--- Start DATA TO PROCESS ---

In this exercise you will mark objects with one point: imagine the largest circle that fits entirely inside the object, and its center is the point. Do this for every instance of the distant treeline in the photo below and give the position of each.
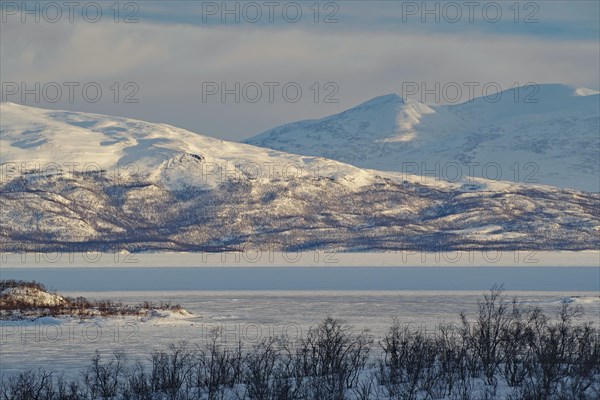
(507, 351)
(15, 307)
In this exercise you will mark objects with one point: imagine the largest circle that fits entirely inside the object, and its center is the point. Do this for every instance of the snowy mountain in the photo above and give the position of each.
(76, 181)
(547, 134)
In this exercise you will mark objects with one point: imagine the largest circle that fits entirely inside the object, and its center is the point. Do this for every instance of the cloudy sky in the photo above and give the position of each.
(175, 58)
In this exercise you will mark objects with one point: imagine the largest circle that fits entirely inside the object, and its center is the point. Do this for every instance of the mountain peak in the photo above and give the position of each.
(391, 98)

--- End DATA TO PROCESS ---

* **YOUR OBJECTIVE**: Rewrite all the lines above, including the requests, and add 41 to each coordinate value in the answers. Leave the pictures out.

* **EXERCISE SOLUTION**:
In this exercise you will mark objects with one point: imagine the largest circle that fits entirely inside the object, and its center is the point. Do this for every instance of the distant treeline in the photo below and give the position of each.
(548, 392)
(56, 348)
In this exercise you will mark objects with one point: imagine the largest circle that fits entirely inside the object, and its center is the point. Do this for every instance of the snowy mountain in the photo above and give the position of each.
(117, 222)
(588, 175)
In this exercise you will mark objects with one point: imagine the largest circle that fits entirely inside the object, and its center is the point. Do this for every instance of the cloudy sky in the photo above and give the position of each.
(216, 99)
In this exercise you will mark objects with one point: imagine the largest circle that fits entirely inside the object, and its center is the point. Do this for every instance of the mountain peak in the photo above and give the position of each.
(432, 139)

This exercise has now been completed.